Starting at the line that contains "of the woman" and ending at the line that contains "Query: woman dancer", the lines below are to be given again exactly, with nothing added.

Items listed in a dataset
┄┄┄┄┄┄┄┄┄┄
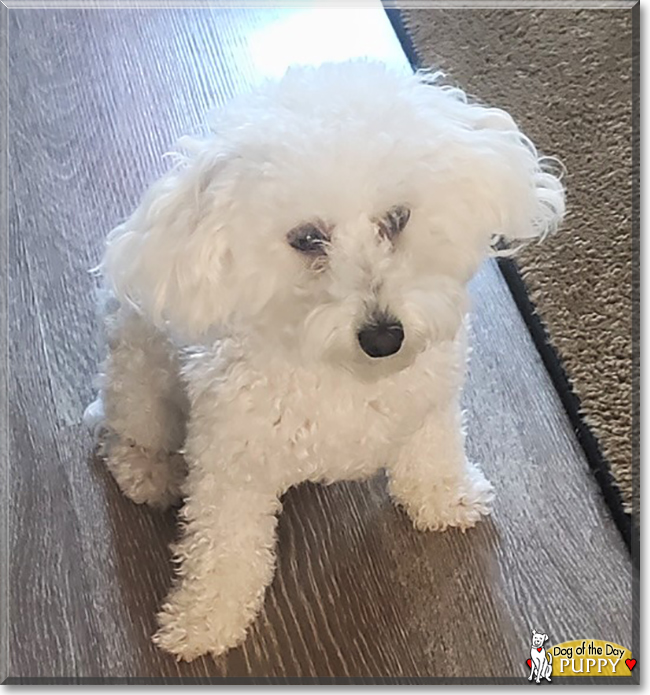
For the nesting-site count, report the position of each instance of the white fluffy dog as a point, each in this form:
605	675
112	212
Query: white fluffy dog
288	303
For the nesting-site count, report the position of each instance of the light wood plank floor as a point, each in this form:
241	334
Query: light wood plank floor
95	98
┄┄┄┄┄┄┄┄┄┄
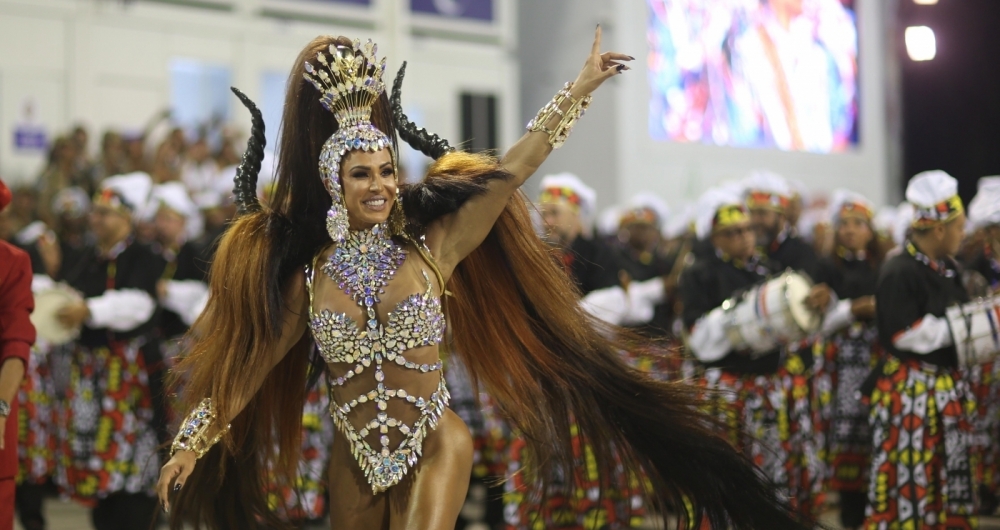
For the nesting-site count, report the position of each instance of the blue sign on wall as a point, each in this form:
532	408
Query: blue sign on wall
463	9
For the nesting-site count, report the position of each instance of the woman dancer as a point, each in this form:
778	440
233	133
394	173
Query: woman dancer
┄┄┄┄┄┄┄┄┄┄
• Answer section
For the nesting-site count, report the position of each instance of the woman dancer as a point, each in this form:
778	440
233	133
394	173
Query: woman dancer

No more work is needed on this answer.